=== Texte extrait ===

Dossier : IMM-603-01

Référence neutre : 2002 CFPI 1186

Ottawa (Ontario), le 15 novembre 2002

EN PRÉSENCE DE MONSIEUR LE JUGE JOHN A. O'KEEFE

ENTRE :

                                                   METCHISLAV VOROTYNSKI

                                                                                                                                          demandeur

                                                                          - et -

                     LE MINISTRE DE LA CITOYENNETÉ ET DE L'IMMIGRATION

                                                                                                                                           défendeur

                                MOTIFS DE L'ORDONNANCE ET ORDONNANCE

LE JUGE O'KEEFE

[1]         Il s'agit d'une demande de contrôle judiciaire visant la décision datée du 25 janvier 2001 dans laquelle une agente des visas de l'Ambassade du Canada à Varsovie (Pologne) a refusé la demande de résidence permanente du demandeur.

[2]         Le demandeur sollicite une ordonnance d'annulation de la décision de l'agente des visas et de renvoi de l'affaire à un autre agent des visas pour qu'il procède à nouvel examen.

===

▸ **Énoncé**
Répondez d'après le texte extrait :
1. Quels lieu et date sont indiqués sous la référence neutre ?
2. Qui est le défendeur ?
3. De quelle date est la décision de l'agente des visas visée par la demande de contrôle judiciaire ?

=== Données enregistrées ===

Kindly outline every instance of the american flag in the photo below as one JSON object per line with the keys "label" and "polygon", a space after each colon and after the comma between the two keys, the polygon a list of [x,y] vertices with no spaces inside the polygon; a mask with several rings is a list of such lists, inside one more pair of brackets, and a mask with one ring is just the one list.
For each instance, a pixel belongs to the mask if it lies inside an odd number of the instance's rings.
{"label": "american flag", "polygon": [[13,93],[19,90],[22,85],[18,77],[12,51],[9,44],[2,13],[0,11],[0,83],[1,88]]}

===

▸ **Réponse attendue**
1. Ottawa (Ontario), le 15 novembre 2002.
2. Le ministre de la Citoyenneté et de l'Immigration.
3. Du 25 janvier 2001.